begin
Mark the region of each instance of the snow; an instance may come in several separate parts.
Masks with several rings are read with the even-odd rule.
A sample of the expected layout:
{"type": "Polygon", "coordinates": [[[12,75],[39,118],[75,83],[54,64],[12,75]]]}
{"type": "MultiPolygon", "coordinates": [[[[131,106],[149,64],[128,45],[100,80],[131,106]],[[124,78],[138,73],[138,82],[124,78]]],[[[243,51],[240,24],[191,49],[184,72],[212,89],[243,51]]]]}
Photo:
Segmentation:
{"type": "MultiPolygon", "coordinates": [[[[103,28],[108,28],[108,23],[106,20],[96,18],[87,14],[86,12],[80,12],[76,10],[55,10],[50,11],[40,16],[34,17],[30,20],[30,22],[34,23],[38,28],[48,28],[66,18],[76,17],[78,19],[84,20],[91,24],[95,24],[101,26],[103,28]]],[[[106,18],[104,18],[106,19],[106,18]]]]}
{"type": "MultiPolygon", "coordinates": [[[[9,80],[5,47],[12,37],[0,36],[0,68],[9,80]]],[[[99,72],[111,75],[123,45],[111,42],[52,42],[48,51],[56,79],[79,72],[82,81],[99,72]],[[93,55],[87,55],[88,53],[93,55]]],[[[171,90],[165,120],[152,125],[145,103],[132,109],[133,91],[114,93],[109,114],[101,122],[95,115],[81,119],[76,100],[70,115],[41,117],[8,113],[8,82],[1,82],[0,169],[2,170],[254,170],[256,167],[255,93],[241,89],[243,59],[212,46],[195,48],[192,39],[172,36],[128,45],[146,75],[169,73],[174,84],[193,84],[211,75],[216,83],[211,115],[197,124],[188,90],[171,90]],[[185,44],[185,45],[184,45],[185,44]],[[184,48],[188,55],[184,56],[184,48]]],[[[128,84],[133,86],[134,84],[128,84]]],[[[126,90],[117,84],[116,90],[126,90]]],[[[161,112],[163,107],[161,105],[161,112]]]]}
end
SHORT EXERCISE: Restate the rows above, changing "even-odd rule" to "nonzero winding rule" and leaving everything else as it stands.

ANSWER TO THIS TASK:
Mark the region of each instance of the snow; an instance may come in several separate parts.
Masks with several rings are read with the nonzero winding rule.
A sample of the expected layout:
{"type": "Polygon", "coordinates": [[[12,75],[39,118],[75,83],[54,64],[12,75]]]}
{"type": "MultiPolygon", "coordinates": [[[[131,106],[149,64],[128,45],[100,80],[131,106]],[[124,78],[138,73],[138,82],[124,78]]],[[[243,51],[240,24],[191,49],[184,72],[212,89],[243,51]]]]}
Photo:
Segmentation:
{"type": "MultiPolygon", "coordinates": [[[[103,28],[108,28],[108,23],[106,20],[96,18],[87,14],[86,12],[80,12],[76,10],[55,10],[50,11],[40,16],[34,17],[30,20],[30,22],[34,23],[38,28],[48,28],[66,18],[76,17],[78,19],[84,20],[91,24],[95,24],[101,26],[103,28]]],[[[106,18],[104,18],[106,19],[106,18]]]]}
{"type": "MultiPolygon", "coordinates": [[[[9,80],[5,47],[12,37],[0,36],[0,68],[9,80]]],[[[99,72],[111,75],[123,45],[111,42],[52,42],[48,51],[56,79],[79,72],[82,81],[99,72]],[[93,55],[87,55],[88,53],[93,55]]],[[[171,90],[165,120],[152,125],[145,103],[132,109],[133,91],[114,93],[109,114],[101,122],[95,115],[81,119],[76,100],[70,115],[41,117],[8,113],[8,82],[1,82],[0,169],[2,170],[254,170],[256,167],[255,93],[241,89],[243,59],[212,46],[195,48],[192,39],[172,36],[128,45],[146,75],[169,73],[174,84],[193,84],[211,75],[216,83],[211,115],[197,124],[188,90],[171,90]],[[185,44],[185,45],[184,45],[185,44]],[[184,48],[188,55],[184,56],[184,48]]],[[[128,84],[133,86],[134,84],[128,84]]],[[[126,90],[117,84],[116,90],[126,90]]],[[[161,112],[163,107],[161,105],[161,112]]]]}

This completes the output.